Set problem » Reproduce every line of the material below, but drop the pictures.

Stored items from a collection
◆ ◆ ◆ ◆ ◆
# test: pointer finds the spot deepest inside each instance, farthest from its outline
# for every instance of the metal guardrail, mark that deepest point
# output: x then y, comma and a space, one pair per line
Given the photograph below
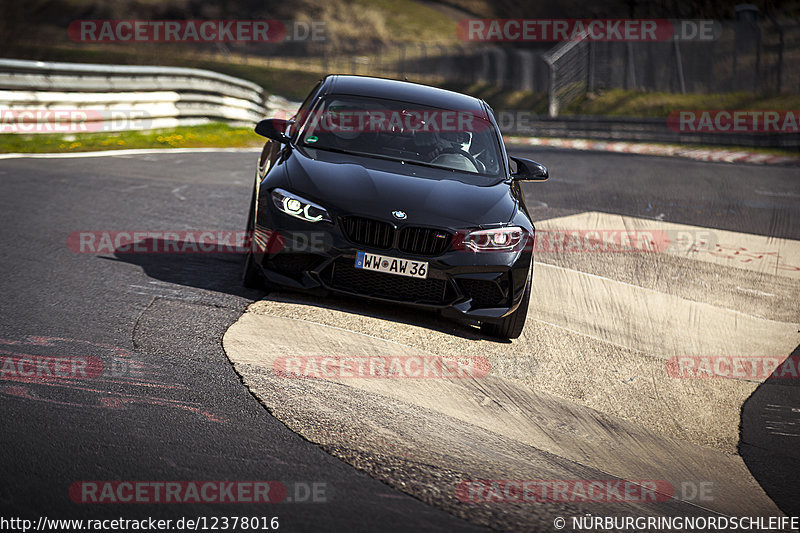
118, 97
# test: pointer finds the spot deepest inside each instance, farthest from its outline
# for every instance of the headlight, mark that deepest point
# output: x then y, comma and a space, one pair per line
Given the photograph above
299, 207
495, 240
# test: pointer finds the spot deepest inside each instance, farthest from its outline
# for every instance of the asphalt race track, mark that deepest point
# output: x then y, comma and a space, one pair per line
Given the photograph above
584, 394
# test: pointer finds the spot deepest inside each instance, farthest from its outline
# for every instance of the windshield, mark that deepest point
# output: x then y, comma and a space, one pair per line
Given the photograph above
460, 141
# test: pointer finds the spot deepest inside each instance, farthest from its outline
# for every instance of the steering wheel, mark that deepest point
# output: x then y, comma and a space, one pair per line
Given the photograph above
478, 165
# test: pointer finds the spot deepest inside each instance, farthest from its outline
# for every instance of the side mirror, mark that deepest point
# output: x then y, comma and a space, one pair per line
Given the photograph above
273, 128
528, 170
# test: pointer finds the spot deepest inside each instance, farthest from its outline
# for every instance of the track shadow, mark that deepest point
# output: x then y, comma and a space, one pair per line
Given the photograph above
769, 435
222, 272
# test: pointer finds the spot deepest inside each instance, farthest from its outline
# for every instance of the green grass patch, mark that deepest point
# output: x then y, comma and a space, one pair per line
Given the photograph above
216, 135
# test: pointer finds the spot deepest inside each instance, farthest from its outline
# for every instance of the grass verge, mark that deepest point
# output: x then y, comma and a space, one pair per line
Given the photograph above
215, 135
◆ ◆ ◆ ◆ ◆
Full answer »
# test: pointer finds the spot deepest inside each instance, farthest from its outline
# for every instance of the metal guardrail, mark that deepest point
# output: x then y, comma and a space, one pair per line
Given the photograph below
118, 97
# test: pointer finds the spot deepest inside each instance, farthest from its outline
# for every instance of the headlight, mark that deepest point
# output: x then y, comma and a space, one pair per line
Given the photograph above
299, 207
495, 240
# test: pointer finds the spot deepest inside each instance, farthest from its outline
# for every instance of the asphalt race track, mark that deepest point
# output: x then y, comma and a space, one pair per line
Given the photograph above
584, 394
# test: pointer finds the spot deepest inside each instance, farthest from its outline
# for every instance of the windshield, mark that deepest point
# output: x then y, comma and a space, one pair per line
Given the photograph above
460, 141
# test: pointer finds the spot deepest inside each instance, farthest from its outline
# for every instance of the steering wheel, mark that deepest point
# output: x then y, comma and a space, one pair per line
Given the photograph above
478, 165
# test: pointer finds the spot deepest inside each instance, farthest from its outline
# for every instance of the side mirror, mark that deepest point
# output: x then y, comma and a space, one pair per line
Given the photograph above
273, 128
528, 170
# test: pointer finds the spot deepest inside each instance, farthest from its outline
# for every instance of the track shadow, mark that deepest point
# output: x then y, comma and a space, one pair per line
Given the photograph above
769, 435
222, 272
# test: pointer finds the spot deepest inside each instance, farthest from its outline
# for every instance of the green grass patch, mark that deepest point
# output: x then y, comma and a space, one pair per line
Given the photograph above
216, 135
# test: pointer finds the spot deepest inside each instance, farthest from its outline
# for every instance of the grass verge, mark that deepest point
# output: x then y, comma and a space, one pair per line
Given the photograph above
215, 135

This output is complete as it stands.